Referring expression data
□ □ □

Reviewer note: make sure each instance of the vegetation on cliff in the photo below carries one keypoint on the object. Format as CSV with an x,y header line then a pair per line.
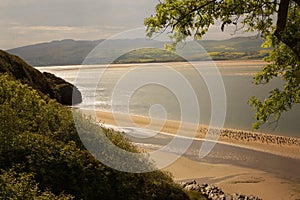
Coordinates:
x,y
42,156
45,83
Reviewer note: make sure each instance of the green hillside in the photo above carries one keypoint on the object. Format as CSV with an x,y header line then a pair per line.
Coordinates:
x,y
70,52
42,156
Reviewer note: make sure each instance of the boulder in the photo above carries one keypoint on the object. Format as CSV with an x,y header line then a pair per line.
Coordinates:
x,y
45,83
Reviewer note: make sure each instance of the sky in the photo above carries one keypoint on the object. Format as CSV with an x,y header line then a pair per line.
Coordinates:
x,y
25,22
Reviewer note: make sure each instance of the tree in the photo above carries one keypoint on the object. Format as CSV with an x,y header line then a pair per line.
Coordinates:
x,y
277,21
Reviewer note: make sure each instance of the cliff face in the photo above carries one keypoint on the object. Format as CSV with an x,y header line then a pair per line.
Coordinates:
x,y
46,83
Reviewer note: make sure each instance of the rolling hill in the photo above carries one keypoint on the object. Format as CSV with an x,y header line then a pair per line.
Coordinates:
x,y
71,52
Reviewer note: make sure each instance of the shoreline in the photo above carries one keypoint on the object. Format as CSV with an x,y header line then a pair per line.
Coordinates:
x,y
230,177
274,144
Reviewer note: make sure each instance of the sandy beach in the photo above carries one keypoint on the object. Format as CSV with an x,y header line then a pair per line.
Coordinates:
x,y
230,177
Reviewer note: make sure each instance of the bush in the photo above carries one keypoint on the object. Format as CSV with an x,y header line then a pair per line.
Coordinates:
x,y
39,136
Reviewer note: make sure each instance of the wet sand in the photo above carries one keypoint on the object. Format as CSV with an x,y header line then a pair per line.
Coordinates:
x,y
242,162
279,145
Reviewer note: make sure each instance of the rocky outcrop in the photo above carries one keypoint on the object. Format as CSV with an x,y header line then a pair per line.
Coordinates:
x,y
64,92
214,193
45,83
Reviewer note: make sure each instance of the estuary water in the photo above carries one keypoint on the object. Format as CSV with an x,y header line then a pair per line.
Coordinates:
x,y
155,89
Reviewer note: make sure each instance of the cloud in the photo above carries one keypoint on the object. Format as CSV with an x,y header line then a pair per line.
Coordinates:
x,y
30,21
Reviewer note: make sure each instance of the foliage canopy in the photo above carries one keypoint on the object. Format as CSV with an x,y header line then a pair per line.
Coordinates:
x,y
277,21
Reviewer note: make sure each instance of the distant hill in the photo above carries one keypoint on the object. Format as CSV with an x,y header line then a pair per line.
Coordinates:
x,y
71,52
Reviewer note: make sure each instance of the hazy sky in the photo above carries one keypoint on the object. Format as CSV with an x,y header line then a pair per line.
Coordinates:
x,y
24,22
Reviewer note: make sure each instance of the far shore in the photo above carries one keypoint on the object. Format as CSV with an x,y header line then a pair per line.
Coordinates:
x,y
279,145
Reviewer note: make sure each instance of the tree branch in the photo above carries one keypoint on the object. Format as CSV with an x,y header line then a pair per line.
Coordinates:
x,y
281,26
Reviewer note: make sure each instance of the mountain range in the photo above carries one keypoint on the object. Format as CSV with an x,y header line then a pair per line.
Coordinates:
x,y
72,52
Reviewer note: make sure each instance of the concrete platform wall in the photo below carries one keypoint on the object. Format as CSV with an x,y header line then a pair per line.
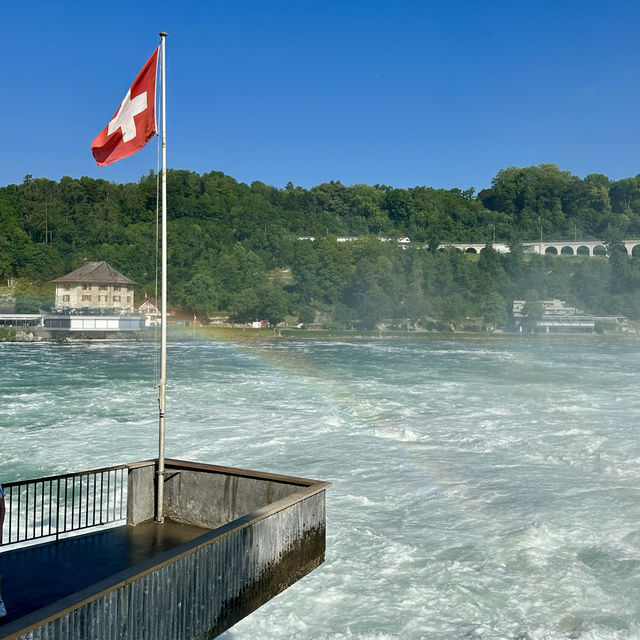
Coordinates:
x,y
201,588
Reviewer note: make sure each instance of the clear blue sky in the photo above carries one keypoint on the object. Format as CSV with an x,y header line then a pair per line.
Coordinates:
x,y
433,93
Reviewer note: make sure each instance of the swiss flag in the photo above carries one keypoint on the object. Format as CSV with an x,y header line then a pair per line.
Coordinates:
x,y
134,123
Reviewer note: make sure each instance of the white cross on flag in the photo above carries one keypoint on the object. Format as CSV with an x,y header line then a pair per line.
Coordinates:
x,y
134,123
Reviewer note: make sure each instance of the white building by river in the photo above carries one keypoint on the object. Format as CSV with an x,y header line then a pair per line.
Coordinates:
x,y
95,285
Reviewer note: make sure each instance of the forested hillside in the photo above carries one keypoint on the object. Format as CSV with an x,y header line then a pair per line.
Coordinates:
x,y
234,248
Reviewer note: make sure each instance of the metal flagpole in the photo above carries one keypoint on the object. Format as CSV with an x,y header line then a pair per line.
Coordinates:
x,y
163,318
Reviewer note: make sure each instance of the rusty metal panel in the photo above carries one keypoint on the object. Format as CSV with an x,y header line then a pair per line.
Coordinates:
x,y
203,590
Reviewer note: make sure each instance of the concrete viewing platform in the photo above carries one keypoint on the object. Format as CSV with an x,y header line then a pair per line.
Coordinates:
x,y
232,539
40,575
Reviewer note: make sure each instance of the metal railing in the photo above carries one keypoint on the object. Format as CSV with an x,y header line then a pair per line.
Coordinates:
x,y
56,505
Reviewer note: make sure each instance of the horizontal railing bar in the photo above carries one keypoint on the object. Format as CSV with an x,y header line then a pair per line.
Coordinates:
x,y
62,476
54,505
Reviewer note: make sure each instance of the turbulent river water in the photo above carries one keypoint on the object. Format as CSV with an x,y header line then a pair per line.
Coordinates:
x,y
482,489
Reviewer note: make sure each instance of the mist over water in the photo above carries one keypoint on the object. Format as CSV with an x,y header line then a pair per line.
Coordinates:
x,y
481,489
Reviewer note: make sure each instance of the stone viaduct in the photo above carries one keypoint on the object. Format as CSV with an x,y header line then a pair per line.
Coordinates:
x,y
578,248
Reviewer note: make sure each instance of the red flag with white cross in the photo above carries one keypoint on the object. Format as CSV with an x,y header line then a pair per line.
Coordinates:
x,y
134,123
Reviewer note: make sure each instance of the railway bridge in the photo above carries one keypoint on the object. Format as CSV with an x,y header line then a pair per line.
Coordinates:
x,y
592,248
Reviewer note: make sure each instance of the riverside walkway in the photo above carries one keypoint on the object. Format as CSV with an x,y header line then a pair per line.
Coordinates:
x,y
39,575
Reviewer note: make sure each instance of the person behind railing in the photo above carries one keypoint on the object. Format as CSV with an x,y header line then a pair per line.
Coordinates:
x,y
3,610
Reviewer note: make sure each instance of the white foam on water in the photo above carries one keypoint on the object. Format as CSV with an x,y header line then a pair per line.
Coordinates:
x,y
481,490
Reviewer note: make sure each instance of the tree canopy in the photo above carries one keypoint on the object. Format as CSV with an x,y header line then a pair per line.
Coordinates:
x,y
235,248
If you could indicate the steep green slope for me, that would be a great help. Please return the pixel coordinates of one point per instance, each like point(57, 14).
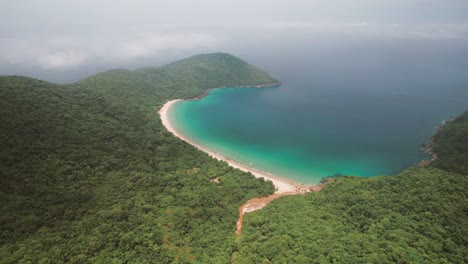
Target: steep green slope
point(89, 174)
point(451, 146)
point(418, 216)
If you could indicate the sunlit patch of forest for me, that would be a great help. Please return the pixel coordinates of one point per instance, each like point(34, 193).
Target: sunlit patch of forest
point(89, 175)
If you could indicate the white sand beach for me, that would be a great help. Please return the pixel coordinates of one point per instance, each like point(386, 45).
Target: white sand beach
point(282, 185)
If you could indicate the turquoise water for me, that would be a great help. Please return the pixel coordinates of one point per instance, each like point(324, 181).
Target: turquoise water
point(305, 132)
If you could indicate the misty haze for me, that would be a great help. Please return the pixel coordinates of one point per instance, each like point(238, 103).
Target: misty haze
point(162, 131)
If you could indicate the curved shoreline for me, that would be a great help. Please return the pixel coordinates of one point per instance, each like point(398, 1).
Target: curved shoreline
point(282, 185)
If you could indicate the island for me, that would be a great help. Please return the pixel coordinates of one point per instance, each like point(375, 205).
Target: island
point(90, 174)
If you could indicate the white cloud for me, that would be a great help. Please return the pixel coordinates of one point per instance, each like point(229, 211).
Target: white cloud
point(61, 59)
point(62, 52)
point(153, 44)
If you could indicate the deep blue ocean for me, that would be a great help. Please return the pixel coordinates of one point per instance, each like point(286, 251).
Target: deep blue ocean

□ □ □

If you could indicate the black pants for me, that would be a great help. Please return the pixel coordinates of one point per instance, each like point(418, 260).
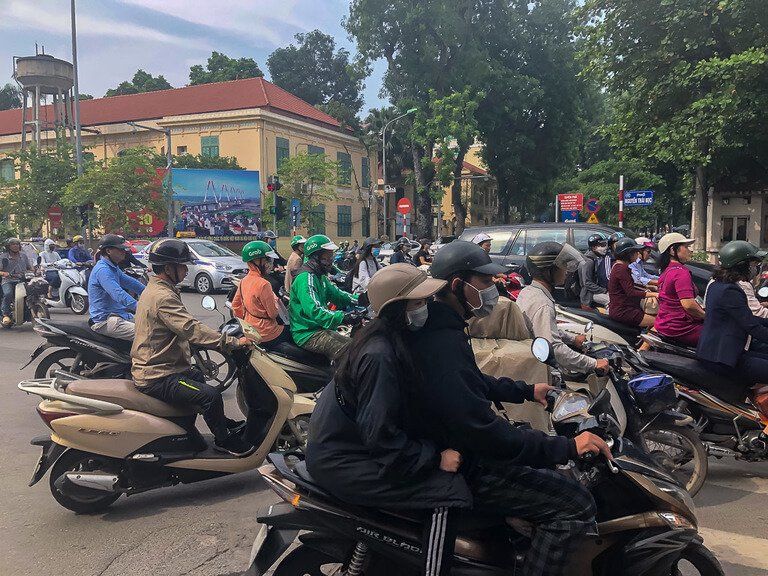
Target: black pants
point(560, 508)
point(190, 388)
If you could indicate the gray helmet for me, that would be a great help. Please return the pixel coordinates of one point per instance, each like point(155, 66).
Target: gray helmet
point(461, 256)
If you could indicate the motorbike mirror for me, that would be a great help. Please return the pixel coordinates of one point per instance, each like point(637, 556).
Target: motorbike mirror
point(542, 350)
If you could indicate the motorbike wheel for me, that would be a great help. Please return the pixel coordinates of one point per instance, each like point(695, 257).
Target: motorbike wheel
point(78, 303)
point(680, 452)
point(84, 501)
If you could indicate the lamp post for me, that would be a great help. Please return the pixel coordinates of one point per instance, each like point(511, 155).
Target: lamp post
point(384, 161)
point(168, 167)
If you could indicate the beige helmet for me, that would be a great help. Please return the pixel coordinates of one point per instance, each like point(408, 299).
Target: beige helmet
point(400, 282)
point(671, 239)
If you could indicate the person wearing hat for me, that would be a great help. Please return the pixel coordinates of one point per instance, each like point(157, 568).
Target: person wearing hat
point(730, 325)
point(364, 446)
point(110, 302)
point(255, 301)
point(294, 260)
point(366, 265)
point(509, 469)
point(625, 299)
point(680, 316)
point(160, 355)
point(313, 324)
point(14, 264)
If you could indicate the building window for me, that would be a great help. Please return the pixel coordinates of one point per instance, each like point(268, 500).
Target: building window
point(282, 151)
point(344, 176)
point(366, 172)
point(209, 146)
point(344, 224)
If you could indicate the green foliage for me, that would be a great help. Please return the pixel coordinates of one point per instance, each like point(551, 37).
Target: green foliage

□ □ □

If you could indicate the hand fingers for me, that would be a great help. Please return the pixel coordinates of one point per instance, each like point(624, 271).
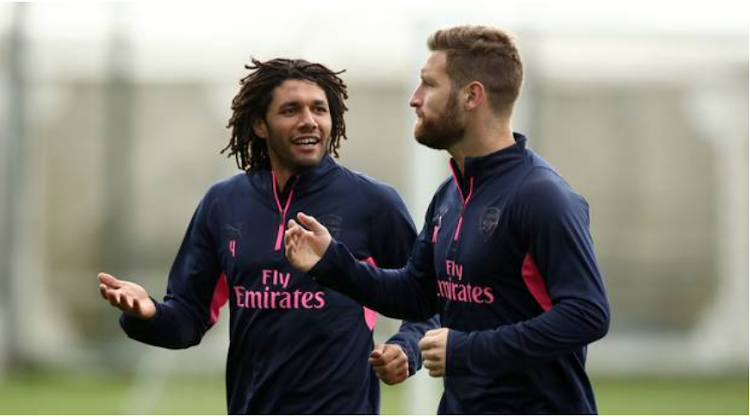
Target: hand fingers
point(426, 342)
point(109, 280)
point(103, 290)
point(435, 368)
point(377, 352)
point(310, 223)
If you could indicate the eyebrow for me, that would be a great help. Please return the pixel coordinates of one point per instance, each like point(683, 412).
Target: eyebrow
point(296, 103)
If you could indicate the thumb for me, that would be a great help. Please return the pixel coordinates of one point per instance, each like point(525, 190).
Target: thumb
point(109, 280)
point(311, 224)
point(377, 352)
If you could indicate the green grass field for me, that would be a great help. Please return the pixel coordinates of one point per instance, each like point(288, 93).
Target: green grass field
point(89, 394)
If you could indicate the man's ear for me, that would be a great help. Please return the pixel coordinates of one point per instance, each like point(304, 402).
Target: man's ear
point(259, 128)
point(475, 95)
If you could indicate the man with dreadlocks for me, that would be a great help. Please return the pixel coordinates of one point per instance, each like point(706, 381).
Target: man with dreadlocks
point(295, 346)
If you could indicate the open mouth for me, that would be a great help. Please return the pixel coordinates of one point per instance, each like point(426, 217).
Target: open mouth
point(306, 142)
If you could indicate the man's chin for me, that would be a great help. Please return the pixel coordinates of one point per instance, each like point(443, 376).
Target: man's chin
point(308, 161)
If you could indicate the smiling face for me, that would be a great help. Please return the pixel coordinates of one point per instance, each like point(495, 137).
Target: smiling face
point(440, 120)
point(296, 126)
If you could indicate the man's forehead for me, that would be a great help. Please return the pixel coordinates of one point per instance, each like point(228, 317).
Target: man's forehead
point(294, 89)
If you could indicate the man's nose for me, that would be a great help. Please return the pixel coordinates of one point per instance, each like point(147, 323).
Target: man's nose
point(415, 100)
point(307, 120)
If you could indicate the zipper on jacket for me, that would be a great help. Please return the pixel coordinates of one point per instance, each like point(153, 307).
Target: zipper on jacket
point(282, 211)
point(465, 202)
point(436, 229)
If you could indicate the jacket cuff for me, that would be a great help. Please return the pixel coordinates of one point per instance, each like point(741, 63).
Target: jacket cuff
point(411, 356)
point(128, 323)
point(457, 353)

□ □ □

Work to complete
Retrieve each line from the records above where the word "platform" occurs.

Problem solution
Reviewer note: make sure each instance of the concrete platform wall in the photo below carries one keypoint on the object. Format as CSV with an x,y header line then a pair per line.
Reviewer note: make sure each instance of the concrete viewing platform in the photo above carries one keypoint on the object. Format as CSV with an x,y header line then a pair per line.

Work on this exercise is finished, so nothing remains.